◆ **Given problem**
Lines before the one containing "Target: spectator head in foreground" are excluded. Repeat that line and every line after it, exactly.

◆ **The records**
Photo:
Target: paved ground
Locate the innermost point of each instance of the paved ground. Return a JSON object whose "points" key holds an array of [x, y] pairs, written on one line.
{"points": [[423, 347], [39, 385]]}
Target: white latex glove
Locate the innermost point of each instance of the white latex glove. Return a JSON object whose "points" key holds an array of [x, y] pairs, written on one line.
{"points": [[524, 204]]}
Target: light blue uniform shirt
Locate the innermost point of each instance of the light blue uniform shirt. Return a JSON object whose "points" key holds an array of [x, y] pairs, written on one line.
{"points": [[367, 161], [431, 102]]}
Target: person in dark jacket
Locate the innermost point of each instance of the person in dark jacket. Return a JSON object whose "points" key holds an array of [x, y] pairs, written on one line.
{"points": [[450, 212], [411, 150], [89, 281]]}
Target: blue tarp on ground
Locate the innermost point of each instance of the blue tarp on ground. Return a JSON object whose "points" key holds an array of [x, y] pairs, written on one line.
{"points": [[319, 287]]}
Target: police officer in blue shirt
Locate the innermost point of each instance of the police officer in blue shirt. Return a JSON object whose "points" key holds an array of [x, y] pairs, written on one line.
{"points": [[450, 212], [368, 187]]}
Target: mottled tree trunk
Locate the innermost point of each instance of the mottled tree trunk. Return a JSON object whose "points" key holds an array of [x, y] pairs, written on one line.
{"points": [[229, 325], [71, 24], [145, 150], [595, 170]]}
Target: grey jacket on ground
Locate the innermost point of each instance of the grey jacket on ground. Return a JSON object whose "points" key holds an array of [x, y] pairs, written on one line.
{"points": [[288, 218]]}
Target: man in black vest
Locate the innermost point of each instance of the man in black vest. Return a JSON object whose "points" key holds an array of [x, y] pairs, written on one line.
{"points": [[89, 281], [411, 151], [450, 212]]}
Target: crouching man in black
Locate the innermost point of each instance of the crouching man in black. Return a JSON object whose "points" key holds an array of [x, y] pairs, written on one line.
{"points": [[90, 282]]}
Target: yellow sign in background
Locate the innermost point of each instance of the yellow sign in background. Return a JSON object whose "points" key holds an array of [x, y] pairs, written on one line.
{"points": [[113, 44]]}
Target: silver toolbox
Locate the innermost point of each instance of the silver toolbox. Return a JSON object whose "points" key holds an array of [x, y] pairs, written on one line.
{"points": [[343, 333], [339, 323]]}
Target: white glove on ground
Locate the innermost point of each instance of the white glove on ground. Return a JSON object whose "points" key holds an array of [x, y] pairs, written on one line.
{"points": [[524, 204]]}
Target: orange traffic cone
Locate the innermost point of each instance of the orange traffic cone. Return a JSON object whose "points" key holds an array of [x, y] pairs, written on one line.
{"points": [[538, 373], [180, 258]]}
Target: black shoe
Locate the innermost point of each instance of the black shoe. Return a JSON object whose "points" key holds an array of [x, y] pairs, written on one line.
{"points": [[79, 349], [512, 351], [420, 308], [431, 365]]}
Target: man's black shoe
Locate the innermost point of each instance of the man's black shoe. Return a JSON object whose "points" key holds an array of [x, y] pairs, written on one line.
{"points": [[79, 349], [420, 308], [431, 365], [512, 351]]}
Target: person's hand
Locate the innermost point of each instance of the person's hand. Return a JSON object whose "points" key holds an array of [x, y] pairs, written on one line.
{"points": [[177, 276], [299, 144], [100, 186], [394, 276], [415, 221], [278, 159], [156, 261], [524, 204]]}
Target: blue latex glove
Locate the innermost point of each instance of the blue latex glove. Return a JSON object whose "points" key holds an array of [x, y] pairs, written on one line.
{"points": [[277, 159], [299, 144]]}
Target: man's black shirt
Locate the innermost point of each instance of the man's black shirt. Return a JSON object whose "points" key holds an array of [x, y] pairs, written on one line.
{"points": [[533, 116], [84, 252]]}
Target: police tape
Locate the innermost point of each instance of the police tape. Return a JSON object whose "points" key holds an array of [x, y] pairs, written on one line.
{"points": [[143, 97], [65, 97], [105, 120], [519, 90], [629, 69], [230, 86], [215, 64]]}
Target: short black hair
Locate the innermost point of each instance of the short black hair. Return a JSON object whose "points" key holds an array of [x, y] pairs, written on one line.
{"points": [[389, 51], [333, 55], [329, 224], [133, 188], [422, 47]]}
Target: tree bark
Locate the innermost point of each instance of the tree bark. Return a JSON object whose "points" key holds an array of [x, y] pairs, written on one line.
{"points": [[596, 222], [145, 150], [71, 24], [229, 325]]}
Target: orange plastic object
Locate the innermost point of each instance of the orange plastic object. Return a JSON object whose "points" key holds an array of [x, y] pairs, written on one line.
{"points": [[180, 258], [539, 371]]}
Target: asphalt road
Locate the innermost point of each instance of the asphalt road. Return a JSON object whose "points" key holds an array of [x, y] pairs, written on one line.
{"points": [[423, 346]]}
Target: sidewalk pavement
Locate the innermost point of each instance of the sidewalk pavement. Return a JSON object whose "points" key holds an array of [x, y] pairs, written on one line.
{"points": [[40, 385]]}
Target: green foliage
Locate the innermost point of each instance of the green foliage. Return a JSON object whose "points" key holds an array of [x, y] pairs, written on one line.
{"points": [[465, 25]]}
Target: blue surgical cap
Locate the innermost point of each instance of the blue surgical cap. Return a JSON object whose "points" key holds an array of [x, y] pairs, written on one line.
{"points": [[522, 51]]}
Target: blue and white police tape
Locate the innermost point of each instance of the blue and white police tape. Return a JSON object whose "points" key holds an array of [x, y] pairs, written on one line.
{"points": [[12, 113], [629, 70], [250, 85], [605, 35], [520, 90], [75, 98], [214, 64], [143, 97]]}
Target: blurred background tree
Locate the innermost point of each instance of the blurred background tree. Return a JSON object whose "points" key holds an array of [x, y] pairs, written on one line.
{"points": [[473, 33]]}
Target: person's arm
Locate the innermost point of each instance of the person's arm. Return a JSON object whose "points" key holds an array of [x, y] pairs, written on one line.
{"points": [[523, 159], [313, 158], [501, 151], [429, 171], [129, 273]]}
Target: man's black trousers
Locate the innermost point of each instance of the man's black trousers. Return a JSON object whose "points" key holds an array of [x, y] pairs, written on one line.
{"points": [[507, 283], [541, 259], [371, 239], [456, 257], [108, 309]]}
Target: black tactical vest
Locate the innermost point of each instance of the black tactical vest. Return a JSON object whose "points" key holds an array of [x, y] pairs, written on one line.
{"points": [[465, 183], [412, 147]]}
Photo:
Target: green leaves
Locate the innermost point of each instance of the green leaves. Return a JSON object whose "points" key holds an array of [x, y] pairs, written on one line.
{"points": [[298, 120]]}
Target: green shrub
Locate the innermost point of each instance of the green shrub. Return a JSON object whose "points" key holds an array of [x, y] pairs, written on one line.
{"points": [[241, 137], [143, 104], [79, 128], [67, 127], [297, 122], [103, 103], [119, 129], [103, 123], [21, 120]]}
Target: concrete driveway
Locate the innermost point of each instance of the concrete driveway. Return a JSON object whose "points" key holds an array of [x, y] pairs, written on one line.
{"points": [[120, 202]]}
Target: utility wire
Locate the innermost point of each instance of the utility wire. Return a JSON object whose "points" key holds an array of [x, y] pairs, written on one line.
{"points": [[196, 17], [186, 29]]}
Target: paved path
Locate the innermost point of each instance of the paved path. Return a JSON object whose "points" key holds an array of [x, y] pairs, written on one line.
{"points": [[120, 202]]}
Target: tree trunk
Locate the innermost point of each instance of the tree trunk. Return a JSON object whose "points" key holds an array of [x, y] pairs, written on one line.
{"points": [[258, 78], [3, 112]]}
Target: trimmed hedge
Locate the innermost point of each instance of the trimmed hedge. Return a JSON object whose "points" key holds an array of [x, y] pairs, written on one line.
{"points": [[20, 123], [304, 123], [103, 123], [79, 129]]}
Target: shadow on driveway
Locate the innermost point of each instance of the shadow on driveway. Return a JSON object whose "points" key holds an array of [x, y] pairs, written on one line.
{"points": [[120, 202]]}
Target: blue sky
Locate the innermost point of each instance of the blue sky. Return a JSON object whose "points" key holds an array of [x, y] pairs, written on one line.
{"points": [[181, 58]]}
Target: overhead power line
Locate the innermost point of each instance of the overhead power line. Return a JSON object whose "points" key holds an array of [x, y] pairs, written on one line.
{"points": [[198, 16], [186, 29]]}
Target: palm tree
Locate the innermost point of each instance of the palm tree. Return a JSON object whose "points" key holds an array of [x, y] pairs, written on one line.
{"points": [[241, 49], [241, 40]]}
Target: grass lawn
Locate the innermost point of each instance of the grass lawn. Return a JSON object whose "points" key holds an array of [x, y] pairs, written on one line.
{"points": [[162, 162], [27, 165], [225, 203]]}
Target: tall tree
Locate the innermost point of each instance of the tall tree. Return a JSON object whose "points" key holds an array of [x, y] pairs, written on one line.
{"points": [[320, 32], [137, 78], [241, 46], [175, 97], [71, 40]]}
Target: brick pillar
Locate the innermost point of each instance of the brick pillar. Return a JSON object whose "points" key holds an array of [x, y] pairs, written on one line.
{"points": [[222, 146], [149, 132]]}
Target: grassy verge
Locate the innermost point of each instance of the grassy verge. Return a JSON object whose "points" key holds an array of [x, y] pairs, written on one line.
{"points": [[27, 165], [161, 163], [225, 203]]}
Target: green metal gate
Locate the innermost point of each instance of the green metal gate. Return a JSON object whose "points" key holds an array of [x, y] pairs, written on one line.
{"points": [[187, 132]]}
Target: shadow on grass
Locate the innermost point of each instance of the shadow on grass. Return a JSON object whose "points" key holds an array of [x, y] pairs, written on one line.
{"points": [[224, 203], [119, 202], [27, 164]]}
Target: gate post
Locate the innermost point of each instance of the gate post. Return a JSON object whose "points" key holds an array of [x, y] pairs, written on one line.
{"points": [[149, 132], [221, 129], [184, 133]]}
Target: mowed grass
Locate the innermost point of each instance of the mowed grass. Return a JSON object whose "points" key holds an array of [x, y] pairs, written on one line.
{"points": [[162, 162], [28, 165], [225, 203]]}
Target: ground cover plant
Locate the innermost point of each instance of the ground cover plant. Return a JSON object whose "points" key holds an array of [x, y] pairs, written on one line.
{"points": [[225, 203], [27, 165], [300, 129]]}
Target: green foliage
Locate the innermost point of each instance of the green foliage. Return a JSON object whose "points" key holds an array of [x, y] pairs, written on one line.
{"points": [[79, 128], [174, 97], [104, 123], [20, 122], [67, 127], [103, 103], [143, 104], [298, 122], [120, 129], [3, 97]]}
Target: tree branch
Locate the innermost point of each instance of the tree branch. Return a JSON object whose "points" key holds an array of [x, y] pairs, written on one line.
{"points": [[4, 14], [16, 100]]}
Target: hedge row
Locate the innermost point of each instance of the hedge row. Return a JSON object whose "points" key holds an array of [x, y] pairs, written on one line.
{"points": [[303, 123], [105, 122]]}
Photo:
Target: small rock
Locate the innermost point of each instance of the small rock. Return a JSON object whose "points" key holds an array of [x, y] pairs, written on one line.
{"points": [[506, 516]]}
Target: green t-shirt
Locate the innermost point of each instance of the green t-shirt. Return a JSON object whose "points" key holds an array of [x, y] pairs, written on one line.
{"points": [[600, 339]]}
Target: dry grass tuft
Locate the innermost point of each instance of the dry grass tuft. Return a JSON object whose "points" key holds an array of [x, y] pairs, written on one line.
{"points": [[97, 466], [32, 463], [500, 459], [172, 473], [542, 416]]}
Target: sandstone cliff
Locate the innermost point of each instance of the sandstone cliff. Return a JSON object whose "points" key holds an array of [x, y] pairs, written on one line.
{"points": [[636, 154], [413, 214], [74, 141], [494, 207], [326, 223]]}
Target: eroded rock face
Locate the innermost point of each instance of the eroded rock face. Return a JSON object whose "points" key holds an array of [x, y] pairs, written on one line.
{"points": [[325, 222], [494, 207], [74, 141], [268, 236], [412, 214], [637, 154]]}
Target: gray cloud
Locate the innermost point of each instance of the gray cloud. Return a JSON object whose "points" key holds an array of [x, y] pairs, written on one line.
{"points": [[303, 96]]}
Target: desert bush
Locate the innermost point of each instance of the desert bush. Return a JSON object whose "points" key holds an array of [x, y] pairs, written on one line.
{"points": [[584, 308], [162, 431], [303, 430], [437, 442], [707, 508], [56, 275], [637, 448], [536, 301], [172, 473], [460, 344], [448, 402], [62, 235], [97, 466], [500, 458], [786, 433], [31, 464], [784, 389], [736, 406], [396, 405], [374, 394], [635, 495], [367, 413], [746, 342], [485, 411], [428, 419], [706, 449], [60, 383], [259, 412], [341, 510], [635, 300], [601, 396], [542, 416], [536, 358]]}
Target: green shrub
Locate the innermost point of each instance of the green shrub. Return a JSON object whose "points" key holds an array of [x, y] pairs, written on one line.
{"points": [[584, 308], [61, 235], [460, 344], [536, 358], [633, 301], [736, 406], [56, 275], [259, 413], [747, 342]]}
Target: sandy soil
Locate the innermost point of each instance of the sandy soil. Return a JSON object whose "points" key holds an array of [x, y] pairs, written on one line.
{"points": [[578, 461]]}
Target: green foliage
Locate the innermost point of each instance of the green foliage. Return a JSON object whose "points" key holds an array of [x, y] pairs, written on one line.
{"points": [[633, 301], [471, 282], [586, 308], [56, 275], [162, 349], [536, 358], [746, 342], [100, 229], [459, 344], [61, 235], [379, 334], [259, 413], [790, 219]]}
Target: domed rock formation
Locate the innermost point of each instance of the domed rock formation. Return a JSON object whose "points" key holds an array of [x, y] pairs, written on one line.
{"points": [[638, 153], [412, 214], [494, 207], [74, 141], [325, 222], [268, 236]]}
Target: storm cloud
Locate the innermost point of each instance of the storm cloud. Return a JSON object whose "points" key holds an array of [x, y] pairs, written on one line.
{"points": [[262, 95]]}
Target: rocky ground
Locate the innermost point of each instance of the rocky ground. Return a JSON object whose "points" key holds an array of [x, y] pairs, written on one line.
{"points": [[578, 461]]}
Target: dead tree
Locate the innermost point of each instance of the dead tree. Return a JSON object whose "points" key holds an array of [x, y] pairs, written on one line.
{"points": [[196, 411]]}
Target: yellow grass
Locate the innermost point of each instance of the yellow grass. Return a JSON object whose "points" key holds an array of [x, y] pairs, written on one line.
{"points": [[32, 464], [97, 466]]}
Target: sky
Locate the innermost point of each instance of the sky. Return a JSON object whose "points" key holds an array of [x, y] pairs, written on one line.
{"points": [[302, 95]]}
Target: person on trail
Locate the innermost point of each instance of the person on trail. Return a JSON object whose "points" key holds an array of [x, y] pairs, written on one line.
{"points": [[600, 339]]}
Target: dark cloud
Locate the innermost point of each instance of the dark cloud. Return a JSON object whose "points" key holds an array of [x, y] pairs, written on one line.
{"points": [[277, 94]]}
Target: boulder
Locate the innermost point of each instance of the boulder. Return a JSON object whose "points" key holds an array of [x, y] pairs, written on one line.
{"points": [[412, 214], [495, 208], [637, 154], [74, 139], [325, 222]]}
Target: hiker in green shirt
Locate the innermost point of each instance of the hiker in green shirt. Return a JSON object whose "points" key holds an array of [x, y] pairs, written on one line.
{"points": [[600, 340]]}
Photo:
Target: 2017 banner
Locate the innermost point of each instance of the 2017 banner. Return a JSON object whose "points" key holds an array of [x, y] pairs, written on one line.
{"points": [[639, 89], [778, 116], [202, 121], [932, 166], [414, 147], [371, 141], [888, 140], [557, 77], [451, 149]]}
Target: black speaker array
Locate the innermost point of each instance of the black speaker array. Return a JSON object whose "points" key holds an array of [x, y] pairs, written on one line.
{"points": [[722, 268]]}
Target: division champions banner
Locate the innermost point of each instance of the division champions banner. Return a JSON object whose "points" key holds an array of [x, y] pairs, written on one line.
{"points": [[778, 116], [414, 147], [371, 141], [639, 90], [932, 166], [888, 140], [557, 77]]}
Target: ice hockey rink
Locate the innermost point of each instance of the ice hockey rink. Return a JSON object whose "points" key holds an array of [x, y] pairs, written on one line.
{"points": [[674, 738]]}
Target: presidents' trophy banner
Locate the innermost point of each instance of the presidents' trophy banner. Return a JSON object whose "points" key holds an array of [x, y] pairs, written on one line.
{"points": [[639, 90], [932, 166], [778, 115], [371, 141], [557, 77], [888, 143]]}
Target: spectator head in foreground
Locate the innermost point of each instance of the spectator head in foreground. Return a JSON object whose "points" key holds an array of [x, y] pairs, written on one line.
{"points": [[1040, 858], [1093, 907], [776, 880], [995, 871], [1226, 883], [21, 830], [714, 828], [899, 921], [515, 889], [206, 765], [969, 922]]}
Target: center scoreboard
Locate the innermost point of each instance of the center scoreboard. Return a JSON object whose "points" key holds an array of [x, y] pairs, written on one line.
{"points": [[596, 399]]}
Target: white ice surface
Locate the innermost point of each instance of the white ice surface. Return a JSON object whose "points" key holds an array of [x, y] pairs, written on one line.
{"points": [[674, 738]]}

◆ **Response below**
Target: spectator head in foreground
Locate the innermost point of each instance of the spectator head in foreground. Return a JSON object whose "points" key holds an array of [x, y] pairs, written on one line.
{"points": [[1040, 858], [1093, 907], [776, 880], [995, 871], [1226, 883], [21, 830], [714, 828], [899, 921], [515, 889], [206, 765], [969, 922]]}
Target: center scoreboard
Locate the innermost point of each instance of the center scoreboard. Return a JSON object whose "points" key holds an array of [x, y] pairs, written on one line.
{"points": [[596, 399]]}
Target: white ice surface
Locate the innermost point of each instance of the white ice surface. Return a JSON object whose "points" key holds an array of [x, y] pairs, written on one line.
{"points": [[674, 738]]}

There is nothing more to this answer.